Nothing but the lines from the one that contains "Would you be able to indicate the woman's" through the end of the listing should appear, set down exactly.

### [MATERIALS PROVIDED]
========

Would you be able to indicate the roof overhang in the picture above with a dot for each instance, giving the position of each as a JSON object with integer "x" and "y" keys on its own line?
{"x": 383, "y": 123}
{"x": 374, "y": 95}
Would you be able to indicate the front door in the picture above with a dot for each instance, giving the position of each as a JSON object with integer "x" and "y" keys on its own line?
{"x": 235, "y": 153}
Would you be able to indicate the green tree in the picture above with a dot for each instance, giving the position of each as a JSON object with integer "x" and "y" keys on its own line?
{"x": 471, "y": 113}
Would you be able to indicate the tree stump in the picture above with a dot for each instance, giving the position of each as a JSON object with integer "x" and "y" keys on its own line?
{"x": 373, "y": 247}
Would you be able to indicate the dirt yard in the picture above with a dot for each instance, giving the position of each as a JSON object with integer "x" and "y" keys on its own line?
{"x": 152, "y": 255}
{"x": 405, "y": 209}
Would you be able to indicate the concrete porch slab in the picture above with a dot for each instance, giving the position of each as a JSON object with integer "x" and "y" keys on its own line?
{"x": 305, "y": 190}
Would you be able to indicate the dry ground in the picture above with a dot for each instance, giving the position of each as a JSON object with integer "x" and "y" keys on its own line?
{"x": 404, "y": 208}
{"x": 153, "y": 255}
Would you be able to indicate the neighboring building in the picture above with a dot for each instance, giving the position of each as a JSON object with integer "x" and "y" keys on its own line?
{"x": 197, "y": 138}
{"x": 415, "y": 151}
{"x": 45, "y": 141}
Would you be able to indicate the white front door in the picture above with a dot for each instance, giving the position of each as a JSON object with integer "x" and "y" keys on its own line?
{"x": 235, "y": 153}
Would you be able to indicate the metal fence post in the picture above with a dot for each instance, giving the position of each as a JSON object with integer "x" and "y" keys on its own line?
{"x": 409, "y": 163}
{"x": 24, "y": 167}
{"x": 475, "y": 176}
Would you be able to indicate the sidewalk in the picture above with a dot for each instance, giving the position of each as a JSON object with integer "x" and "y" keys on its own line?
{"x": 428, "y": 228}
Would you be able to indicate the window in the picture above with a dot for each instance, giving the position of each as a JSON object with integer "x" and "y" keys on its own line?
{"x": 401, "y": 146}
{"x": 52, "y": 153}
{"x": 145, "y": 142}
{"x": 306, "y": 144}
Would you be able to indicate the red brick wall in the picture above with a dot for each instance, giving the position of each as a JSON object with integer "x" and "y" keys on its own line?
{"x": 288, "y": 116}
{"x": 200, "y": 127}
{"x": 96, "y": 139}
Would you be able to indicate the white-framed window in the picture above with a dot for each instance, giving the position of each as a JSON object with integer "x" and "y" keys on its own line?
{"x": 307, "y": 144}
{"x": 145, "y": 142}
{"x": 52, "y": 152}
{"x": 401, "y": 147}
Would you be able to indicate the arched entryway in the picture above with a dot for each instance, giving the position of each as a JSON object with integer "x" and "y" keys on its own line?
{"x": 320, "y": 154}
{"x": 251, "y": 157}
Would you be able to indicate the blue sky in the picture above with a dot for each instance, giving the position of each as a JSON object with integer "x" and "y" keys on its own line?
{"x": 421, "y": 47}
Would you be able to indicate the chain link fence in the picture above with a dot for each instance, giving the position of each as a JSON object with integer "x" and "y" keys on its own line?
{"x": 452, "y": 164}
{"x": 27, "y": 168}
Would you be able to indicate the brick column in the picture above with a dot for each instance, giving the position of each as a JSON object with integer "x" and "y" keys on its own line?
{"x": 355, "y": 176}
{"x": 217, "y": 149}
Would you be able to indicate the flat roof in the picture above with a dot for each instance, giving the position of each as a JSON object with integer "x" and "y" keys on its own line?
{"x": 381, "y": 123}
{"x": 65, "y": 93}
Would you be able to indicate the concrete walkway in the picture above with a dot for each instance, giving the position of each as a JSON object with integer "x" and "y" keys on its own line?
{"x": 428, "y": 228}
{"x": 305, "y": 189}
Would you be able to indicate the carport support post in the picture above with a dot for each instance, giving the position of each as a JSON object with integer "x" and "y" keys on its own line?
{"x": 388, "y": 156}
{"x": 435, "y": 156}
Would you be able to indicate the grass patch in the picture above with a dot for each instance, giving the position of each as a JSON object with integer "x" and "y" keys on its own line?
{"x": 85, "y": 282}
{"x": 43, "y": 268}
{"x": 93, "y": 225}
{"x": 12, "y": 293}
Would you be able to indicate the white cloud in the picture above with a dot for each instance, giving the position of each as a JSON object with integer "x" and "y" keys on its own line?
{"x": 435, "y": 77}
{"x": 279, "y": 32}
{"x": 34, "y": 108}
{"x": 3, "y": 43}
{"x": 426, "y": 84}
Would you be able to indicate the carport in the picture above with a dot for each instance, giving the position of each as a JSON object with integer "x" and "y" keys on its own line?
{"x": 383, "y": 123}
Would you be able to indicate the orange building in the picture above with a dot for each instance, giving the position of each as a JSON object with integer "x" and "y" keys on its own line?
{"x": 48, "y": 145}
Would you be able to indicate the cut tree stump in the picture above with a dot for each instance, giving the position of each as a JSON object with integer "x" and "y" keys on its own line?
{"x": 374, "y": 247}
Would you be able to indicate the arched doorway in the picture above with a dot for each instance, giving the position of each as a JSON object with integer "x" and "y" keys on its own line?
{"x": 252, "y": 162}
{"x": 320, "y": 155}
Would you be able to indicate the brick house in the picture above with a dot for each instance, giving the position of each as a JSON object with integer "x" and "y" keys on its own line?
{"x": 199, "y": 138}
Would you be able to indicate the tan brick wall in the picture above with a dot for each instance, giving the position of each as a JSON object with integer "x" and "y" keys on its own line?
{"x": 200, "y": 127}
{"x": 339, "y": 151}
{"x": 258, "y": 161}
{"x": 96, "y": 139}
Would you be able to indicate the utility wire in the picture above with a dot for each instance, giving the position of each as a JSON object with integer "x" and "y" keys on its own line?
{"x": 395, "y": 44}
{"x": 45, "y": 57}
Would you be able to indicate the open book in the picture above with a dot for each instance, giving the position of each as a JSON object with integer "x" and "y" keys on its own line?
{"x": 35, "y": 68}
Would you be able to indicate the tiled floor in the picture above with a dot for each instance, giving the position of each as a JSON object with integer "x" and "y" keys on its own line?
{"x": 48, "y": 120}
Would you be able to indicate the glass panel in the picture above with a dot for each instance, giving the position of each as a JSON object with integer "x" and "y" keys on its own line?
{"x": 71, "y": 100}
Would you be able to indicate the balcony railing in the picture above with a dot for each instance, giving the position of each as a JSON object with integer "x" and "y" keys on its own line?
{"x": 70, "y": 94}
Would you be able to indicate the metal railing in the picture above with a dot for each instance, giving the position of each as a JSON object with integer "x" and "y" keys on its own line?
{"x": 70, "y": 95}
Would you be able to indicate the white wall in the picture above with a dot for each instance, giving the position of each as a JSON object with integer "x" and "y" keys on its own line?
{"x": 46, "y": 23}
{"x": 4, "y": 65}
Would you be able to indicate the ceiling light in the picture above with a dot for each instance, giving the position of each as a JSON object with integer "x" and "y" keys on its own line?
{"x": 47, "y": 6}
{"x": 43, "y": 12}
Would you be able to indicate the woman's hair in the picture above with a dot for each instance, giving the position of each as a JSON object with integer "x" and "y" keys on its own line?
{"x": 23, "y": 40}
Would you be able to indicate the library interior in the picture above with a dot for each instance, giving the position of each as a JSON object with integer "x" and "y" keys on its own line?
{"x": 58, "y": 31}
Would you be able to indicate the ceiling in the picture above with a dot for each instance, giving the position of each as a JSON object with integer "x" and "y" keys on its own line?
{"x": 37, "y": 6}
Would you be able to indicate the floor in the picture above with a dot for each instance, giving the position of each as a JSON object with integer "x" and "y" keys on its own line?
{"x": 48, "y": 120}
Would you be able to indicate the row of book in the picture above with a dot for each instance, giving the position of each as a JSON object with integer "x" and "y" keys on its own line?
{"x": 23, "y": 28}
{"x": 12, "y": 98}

========

### [FULL ANSWER]
Would you be able to indicate the woman's hair in the picture above with a dot for each instance, giving the position of each as a JSON object with integer "x" and "y" keys on its own line?
{"x": 23, "y": 40}
Would you be able to indicate the library interior in the picture above with a dot for each instance, giving the position of each as a JSON object with integer "x" and "y" keys on its own line?
{"x": 58, "y": 31}
Would you be able to indicate the ceiling in the picture above with a dot for each instance, giving the position of each as a JSON object with integer "x" and "y" keys on its own line?
{"x": 37, "y": 6}
Would you be able to indicate the floor in the picture above with a dot for each instance, giving the position of each as a JSON object with integer "x" and "y" keys on its own line?
{"x": 48, "y": 120}
Would you be able to indicate the row of book in the picture above with a dot for each instance, giving the position of each as a JSON object with integer "x" and "y" keys on its own line?
{"x": 23, "y": 28}
{"x": 12, "y": 98}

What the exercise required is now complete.